**Exercise 1:** Render every line of the stored dataset rows below as a Markdown table with two columns, "Line No." and "Row Text", numbering each line and skipping blank lines. Leave the pictures out of the table.

**Document:**
** begin **

This week I decided to watch the films Re-assemblage: From the Firelight to the Screen by Trinh T. Minh-ha and Wavelength by Michael Snow because we did not have class on Tuesday and Thursday of last week to be able to watch these films. The topics of these films consisted of the post-colonial gaze, especially in African countries and the ideas of Structuralism and the Materialist film. Re-assamblage is a documentary about Post- Colonial Senegal in 1981. It mostly focuses on women and children in a rural part of Senegal. Minh-ha asks questions throughout the film. She states that this ethnography film can play with the imagination and clichés about how the Western World views African countries.
The film Wavelength by Michael Snow is considered to be one of the greatest underground, art house, and form of avant-garde cinema created. The film consisted of no action. In the first scene, a woman in a fur coat tells men where to place a bookshelf and they leave. Later, she returns with a female friend and listen to the Beatles on the radio. After they leave, a man enters the room and collapses on the floor. The woman in the fur coat returns and makes a phone call, explaining how she has never seen the dead man in her room before. Police sirens can be heard and the tone shifts in frequency, similar to a wavelength, as the camera shows the emptiness of the random apartment. The color changes constantly from a blue, to a purple, and other colors, while focusing slowly across the room for forty-five minutes. At the end, the camera stops and focuses on the photograph on the wall. This was a very minimal film, but did have the characteristics of a structuralist film, one that is authentic and underground.

** end **

[Stored dataset items]
** begin **

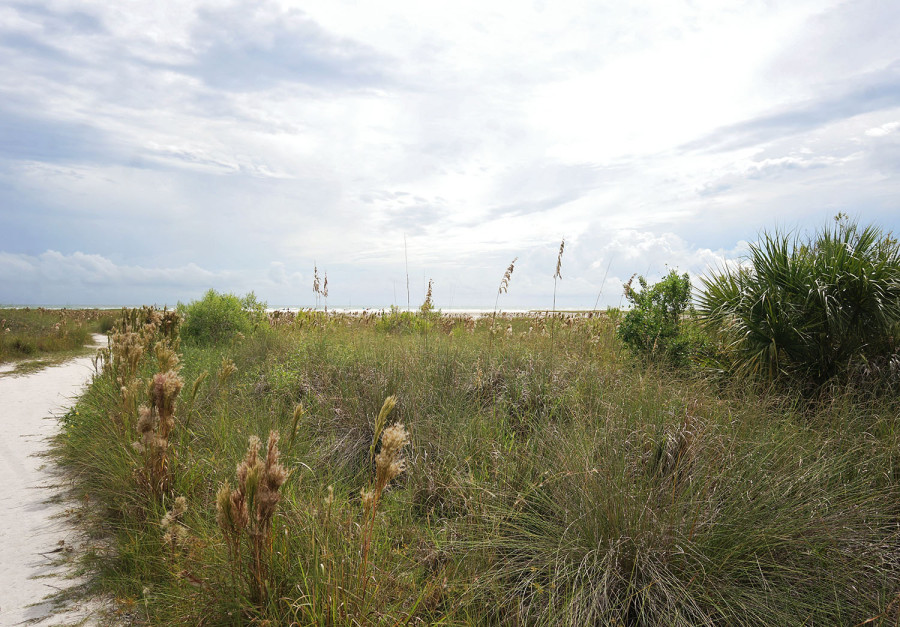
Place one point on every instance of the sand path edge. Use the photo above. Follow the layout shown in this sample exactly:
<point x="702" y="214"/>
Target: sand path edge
<point x="34" y="529"/>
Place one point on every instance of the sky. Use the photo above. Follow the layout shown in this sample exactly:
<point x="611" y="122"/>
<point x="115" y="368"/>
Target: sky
<point x="150" y="151"/>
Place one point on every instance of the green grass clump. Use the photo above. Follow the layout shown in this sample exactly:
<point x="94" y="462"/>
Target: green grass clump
<point x="27" y="332"/>
<point x="546" y="478"/>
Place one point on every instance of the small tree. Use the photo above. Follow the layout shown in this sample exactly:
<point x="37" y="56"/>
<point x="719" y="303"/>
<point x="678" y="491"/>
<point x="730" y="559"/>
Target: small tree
<point x="219" y="317"/>
<point x="809" y="308"/>
<point x="653" y="326"/>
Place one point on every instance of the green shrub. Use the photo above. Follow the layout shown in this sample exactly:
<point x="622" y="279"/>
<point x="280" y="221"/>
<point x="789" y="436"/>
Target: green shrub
<point x="654" y="326"/>
<point x="809" y="309"/>
<point x="220" y="317"/>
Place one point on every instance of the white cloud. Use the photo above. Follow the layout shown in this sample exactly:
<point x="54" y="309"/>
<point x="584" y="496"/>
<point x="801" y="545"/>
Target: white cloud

** end **

**Exercise 2:** Write the next part of the write-up above about the films Re-assemblage and Wavelength, starting after its final sentence.

**Written answer 1:**
| Line No. | Row Text |
|---|---|
| 1 | Place one point on every instance of the sand path edge. Use the photo above. Follow the layout shown in this sample exactly: |
| 2 | <point x="702" y="214"/> |
| 3 | Target: sand path edge |
| 4 | <point x="34" y="529"/> |
| 5 | Place one point on every instance of the sky. Use the photo above. Follow the layout shown in this sample exactly: |
| 6 | <point x="611" y="122"/> |
| 7 | <point x="115" y="368"/> |
| 8 | Target: sky |
| 9 | <point x="150" y="151"/> |
| 10 | Place one point on every instance of the green grass clump. Use the photo above. Follow the layout shown in this sample exactly: |
| 11 | <point x="94" y="462"/> |
| 12 | Target: green grass clump |
| 13 | <point x="27" y="332"/> |
| 14 | <point x="546" y="478"/> |
| 15 | Place one point on every instance of the small tree. Use the photo above. Follow the layout shown in this sample exactly: |
| 16 | <point x="37" y="56"/> |
| 17 | <point x="719" y="303"/> |
| 18 | <point x="678" y="491"/> |
| 19 | <point x="730" y="559"/> |
| 20 | Target: small tree |
| 21 | <point x="219" y="317"/> |
| 22 | <point x="809" y="308"/> |
| 23 | <point x="653" y="326"/> |
| 24 | Place one point on every instance of the green shrub. Use the photo above. Follow the layout shown in this sample exactly: |
| 25 | <point x="622" y="279"/> |
| 26 | <point x="280" y="221"/> |
| 27 | <point x="789" y="436"/> |
| 28 | Target: green shrub |
| 29 | <point x="654" y="326"/> |
| 30 | <point x="809" y="309"/> |
| 31 | <point x="220" y="317"/> |
| 32 | Place one point on every instance of the white cloud. Use the photo above. Follow the layout shown in this sample exactly: |
| 33 | <point x="54" y="309"/> |
| 34 | <point x="584" y="496"/> |
| 35 | <point x="801" y="545"/> |
| 36 | Target: white cloud |

**Written answer 2:**
In “Structural Film”, Sitney’s chapter wrote about many filmmakers who made structural films in the early 60s. He also stated that structural film approaches the idea of meditation but can also create a state of consciousness without it. He also argued that Andy Warhol was the major precursor of the structural film. Andy Warhol became a filmmaker unlike any other filmmaker of his time. He entered the film industry at the height of his painting career in order to create a new artistic medium. When he accomplished this, he quickly became a major filmmaker within the first several years. Andy Warhol created more major films in a small period of time than most filmmakers will ever do in their life. But,after Chelsea Girls (1966) premiered, which is considered to be his most important film, he lost his status of being an important filmmaker. Chelsea Girls is an experimental underground film that was shot at Hotel Chelsea in New York City. It was presented in a split screen and alternated between black and white and color photography. The film followed the lives of young women who lived there and Warhol’s superstars. It did not have a moral or narrative inflection and also did not have a normal plot. In Brakhage’s Dog Star Man, the introduction was filled with interesting graphics, but made it hard to connect to the film because the graphics seemed like they could cause seizures. There was not a plot to the film and made it difficult to connect with. But there were interesting images.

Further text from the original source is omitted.